## SUPPLIED INFORMATION
/---
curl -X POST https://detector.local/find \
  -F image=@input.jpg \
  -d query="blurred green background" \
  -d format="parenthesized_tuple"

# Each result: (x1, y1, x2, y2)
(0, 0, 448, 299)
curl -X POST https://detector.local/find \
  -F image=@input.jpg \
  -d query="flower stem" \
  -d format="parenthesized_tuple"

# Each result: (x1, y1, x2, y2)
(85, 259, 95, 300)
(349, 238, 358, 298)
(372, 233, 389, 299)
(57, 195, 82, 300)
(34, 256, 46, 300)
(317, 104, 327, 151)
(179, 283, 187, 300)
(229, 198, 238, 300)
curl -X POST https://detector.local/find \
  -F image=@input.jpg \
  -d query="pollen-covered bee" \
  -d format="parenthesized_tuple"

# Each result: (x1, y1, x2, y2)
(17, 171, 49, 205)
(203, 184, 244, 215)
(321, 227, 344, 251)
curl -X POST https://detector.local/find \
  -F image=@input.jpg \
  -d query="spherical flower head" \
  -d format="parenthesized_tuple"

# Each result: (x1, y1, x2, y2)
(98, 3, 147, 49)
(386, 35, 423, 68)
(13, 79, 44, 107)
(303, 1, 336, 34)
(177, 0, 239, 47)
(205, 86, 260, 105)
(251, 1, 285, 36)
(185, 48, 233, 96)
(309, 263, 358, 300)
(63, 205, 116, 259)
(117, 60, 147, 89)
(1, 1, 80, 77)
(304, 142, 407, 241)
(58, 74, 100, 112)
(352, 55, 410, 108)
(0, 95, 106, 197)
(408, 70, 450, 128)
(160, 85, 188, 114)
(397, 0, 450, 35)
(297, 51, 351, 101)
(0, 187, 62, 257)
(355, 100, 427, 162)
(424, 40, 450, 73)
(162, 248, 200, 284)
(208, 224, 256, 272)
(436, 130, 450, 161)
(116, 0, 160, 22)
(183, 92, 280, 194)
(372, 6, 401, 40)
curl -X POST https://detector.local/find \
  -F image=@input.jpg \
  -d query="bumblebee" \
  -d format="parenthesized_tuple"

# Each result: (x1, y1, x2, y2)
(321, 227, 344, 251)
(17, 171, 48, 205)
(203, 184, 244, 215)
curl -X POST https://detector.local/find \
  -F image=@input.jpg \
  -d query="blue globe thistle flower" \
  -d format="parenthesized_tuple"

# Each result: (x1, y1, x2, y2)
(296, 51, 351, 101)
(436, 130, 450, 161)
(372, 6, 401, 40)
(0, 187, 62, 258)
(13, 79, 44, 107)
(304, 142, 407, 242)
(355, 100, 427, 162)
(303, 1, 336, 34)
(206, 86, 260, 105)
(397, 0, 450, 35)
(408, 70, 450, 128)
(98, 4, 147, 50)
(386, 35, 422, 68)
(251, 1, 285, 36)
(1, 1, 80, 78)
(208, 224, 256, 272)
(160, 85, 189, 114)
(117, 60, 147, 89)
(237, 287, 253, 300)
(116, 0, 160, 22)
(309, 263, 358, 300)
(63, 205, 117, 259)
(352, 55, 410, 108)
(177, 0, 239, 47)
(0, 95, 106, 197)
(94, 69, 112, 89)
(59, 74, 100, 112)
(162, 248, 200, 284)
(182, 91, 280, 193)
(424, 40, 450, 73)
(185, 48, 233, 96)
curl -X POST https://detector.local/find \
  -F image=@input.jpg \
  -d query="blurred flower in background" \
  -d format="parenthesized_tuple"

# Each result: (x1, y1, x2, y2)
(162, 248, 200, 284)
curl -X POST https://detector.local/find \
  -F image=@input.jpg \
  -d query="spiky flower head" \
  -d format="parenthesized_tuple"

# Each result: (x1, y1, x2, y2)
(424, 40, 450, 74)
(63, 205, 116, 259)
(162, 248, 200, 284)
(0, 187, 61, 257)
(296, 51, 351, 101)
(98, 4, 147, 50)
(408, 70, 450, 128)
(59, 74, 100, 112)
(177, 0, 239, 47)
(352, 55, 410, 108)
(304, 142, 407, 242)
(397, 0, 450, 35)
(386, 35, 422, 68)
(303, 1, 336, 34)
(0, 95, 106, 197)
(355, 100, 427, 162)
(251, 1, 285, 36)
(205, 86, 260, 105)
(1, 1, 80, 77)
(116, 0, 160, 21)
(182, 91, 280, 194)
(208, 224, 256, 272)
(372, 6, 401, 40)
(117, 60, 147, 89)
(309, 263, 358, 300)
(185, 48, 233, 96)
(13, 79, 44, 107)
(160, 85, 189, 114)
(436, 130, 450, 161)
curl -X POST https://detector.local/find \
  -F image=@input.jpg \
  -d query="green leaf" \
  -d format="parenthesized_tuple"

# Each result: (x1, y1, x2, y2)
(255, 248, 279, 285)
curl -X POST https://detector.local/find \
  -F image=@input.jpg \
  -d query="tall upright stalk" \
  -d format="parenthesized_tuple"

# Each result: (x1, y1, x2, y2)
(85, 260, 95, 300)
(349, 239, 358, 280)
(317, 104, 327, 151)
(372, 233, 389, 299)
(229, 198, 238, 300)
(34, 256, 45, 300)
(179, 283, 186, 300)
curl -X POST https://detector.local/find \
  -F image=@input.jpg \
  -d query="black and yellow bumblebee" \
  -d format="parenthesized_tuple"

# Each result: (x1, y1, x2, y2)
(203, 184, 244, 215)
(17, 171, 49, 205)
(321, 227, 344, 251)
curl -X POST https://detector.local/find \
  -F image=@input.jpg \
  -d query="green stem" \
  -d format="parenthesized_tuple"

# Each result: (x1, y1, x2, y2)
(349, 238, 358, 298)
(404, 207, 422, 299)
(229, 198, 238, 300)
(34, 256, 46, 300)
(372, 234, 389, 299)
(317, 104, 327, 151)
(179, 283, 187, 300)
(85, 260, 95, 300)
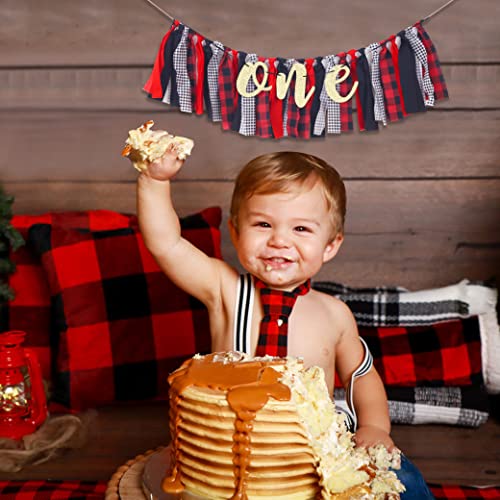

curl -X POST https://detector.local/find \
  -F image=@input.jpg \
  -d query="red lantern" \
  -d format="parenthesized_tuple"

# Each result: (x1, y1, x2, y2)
(0, 330, 48, 440)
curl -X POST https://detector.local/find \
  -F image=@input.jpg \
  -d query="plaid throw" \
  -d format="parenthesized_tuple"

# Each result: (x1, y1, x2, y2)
(0, 480, 106, 499)
(1, 480, 498, 500)
(255, 279, 311, 357)
(335, 385, 489, 427)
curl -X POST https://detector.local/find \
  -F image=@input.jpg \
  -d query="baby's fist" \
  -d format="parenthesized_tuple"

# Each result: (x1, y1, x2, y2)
(354, 425, 395, 451)
(146, 143, 184, 181)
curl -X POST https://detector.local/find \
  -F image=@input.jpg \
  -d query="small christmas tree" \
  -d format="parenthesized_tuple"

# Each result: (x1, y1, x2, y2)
(0, 185, 24, 303)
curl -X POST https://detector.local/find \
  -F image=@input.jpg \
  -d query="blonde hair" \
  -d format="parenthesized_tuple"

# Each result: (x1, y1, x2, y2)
(230, 152, 346, 236)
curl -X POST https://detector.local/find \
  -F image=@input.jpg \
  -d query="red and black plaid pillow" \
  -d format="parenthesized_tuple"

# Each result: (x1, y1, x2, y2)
(1, 211, 135, 380)
(334, 318, 483, 388)
(28, 207, 222, 411)
(364, 318, 482, 387)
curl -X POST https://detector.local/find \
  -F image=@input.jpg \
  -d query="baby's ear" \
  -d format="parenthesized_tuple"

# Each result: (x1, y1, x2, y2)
(323, 233, 344, 263)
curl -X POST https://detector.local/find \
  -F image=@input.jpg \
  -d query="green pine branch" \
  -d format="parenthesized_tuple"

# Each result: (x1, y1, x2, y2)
(0, 185, 24, 304)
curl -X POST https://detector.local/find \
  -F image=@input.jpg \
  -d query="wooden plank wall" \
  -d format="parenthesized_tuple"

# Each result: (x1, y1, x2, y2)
(1, 0, 499, 289)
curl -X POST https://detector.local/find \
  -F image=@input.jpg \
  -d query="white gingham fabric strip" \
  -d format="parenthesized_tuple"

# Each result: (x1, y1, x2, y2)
(239, 53, 258, 136)
(314, 55, 341, 135)
(172, 25, 192, 113)
(405, 26, 435, 107)
(207, 41, 225, 122)
(281, 59, 295, 138)
(368, 43, 387, 125)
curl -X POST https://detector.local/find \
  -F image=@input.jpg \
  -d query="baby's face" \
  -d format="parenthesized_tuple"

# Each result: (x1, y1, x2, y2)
(229, 180, 343, 290)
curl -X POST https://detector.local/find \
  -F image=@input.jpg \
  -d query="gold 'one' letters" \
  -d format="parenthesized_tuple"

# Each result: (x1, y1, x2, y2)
(236, 62, 358, 104)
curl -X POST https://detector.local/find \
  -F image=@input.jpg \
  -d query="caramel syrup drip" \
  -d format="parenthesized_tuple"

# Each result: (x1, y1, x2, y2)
(162, 355, 291, 499)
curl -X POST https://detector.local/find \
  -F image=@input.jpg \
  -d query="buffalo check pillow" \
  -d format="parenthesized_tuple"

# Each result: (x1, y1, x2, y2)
\---
## EXERCISE AIM
Lines of the material may hold the string "green". Copy each one that does.

## EXERCISE ANSWER
  -d query="blurred green background" \
  -d query="green leaf" \
  -d query="green stem" \
  -d query="green pine branch" \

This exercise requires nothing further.